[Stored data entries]
BEGIN

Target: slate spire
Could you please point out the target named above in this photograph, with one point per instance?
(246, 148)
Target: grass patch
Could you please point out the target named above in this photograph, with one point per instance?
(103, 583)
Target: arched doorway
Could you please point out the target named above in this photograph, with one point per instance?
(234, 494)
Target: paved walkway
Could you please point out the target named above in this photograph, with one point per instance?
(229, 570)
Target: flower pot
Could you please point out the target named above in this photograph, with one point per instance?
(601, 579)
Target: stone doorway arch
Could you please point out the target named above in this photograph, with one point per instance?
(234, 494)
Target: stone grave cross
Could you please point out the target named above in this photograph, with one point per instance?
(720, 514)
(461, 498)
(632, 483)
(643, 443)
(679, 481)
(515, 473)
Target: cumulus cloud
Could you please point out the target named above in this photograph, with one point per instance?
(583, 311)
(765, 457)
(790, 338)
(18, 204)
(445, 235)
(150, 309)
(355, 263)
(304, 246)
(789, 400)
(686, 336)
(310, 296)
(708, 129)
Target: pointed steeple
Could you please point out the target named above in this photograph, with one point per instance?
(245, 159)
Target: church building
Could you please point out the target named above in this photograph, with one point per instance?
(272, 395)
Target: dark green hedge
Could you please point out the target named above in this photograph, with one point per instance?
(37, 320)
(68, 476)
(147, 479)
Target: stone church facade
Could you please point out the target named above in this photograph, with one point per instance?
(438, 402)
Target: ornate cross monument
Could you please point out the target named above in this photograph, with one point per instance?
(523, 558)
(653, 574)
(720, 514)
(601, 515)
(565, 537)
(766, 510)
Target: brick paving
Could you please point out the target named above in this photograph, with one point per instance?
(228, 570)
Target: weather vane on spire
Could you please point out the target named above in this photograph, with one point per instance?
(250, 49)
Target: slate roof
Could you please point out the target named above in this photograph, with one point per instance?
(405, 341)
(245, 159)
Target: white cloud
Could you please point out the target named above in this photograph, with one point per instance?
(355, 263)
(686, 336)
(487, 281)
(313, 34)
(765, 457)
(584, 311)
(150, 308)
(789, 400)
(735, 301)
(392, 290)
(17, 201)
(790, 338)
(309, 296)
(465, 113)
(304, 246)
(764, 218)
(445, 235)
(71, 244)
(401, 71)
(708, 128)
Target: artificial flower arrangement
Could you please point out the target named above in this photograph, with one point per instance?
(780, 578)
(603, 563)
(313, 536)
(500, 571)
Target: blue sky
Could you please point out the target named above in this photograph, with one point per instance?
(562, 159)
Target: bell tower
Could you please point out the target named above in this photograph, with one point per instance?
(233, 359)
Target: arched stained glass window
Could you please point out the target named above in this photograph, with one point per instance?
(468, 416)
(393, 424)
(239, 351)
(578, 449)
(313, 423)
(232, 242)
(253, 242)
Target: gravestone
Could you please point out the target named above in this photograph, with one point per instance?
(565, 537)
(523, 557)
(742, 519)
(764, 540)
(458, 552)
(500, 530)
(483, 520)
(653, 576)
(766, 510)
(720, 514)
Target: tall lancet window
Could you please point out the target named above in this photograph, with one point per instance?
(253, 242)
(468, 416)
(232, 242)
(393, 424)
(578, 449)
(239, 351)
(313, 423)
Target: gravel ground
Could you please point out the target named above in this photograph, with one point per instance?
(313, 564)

END

◆ **ABOUT THIS EXERCISE**:
Which lines above hold the word "arched"? Copy each of them.

◆ **RESULT OF THIS TASK**:
Target: arched doorway
Target: arched stained glass window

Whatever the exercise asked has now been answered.